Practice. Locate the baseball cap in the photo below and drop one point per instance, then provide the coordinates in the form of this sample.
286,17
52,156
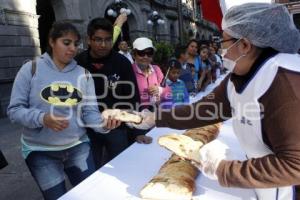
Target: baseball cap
142,43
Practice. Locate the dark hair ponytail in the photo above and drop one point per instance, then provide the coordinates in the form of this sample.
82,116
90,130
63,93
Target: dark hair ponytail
59,29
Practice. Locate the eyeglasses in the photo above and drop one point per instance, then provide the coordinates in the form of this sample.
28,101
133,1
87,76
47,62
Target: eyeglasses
106,41
68,42
231,39
149,53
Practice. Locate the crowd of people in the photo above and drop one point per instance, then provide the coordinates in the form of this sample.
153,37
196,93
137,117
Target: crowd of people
59,97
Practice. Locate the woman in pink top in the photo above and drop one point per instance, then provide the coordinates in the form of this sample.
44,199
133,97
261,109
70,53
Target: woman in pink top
149,77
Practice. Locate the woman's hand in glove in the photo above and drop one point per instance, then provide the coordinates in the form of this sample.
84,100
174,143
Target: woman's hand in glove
211,155
148,120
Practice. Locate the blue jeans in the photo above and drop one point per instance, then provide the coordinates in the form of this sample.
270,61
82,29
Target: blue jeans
48,168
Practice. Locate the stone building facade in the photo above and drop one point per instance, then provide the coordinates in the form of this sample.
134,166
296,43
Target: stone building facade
24,26
294,8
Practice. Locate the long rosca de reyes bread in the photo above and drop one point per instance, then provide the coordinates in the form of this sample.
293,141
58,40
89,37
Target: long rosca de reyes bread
174,181
176,178
188,145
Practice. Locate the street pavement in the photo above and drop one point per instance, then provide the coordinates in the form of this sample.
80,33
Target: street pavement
16,182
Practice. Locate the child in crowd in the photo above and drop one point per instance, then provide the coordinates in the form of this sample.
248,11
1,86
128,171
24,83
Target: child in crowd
179,92
186,71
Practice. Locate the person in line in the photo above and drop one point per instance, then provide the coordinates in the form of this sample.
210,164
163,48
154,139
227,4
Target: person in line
205,76
115,86
260,44
124,50
180,94
193,57
186,72
54,99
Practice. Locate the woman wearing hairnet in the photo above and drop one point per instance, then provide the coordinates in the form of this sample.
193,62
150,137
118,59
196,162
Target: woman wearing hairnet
261,95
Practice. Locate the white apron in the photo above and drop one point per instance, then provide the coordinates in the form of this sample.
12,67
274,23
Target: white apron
246,114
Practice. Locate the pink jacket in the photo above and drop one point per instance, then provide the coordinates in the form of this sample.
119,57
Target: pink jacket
154,79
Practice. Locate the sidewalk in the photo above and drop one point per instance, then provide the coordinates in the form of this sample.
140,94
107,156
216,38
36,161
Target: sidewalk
16,182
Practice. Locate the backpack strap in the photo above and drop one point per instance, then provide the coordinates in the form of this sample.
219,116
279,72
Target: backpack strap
86,74
33,67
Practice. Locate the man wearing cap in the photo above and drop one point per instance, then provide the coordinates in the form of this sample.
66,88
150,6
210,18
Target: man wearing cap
115,85
149,77
261,95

════════════════════

▸ **What needs to be done**
Set down every record exactly, without the pictures.

▸ **Task result**
Practice. Locate the baseball cap in the photo below and drop one point per instance, then provide the coordinates in the form of this sample.
286,17
52,156
Target: baseball cap
142,43
Practice. Locate the dark hair ponytail in the photo above and drop one point per instance, then provide the coordinates in the form of this sample.
82,116
90,130
63,93
Target: dark hair ponytail
59,29
Practice. Locate the eyeglasses in the photo above and drop one point per instance, then provide the coordinates in the form of this sample.
28,101
133,1
87,76
47,62
Target: eyeglasses
106,41
68,42
231,39
149,53
Practice. Locate the crowd of people in the photo above and drop one point per instance, then provide the coordinates in the form of this sample.
153,37
196,93
137,117
Target: crowd of people
59,97
Practice. Locate the woman in pink top in the photo above and drop one point per instance, then provide the coordinates in the form of this sample.
44,199
133,97
261,109
70,53
Target: woman in pink top
149,77
Practice. Locate the woman's hand in glove in the photo above and drop one point per instance, then provide the coordinates in the form of this sample.
84,100
174,143
Target: woman's hand in glove
211,155
148,120
Practice. Locate the blue jeans in the photo above and drop one point per instance, then provide the coordinates in the form of this sample.
270,61
82,29
Target: blue jeans
48,168
Practice. Locate the stone building facade in the photo above and drop one point per instance, then provide the coordinates in the form of this sample.
134,166
296,43
Target: stone building facade
24,26
294,8
Practice. Locate the long rosca de reyes bread in the photo above and drop one point per instance, then provide the coordinates in the form of this sample.
293,141
58,40
89,37
Target: long rosca de reyes bread
174,181
176,178
188,145
Practice. Locate the street pavement in the photo above and drop one point per instance, then provide the coordinates in the form of this sample.
80,33
Target: street pavement
16,182
Practice. Locate the child in crowd in the photo above and drop one point per instance, then provide the coordinates in the form of this sample.
248,11
1,86
128,171
24,83
Target: child in crowd
179,92
186,71
Practice. Locate the person in line in the photo above and drop one point per instance, then provide the coordinates in the form of this sample.
210,164
163,48
154,139
227,4
Target: person in line
205,76
115,86
260,44
124,50
180,94
193,57
186,72
54,99
Practice. Locate the woman wearing hairnet in the photo above and drop one point per instance, then provide the coordinates in the form of this sample.
193,62
150,137
118,59
196,162
Target: woman wearing hairnet
261,95
Practice. Locate the white apron in the photo above and drop one point per instance, then provide the coordinates in the form of this sample.
12,67
274,23
Target: white apron
246,114
Practice. Locate the pink jacket in the photo above and drop one point per instance, then provide the coordinates in the form of this sample.
119,57
Target: pink jacket
154,79
Practice. Locate the sidewalk in the photo above and drop one point per instance, then provide the coordinates in the form of this sample.
140,94
107,156
216,38
36,161
Target: sidewalk
16,182
Practice. Locate the backpack strap in the photo above and drop one point per instance, then provide the coordinates in the form of this sample.
219,116
279,72
Target: backpack strap
86,74
33,67
Practice. Locate the man wearing cap in the photo above and drop one point per instance, then provide the coordinates in the form of this sample.
66,88
150,6
210,18
Target: man wearing cap
115,85
149,77
261,95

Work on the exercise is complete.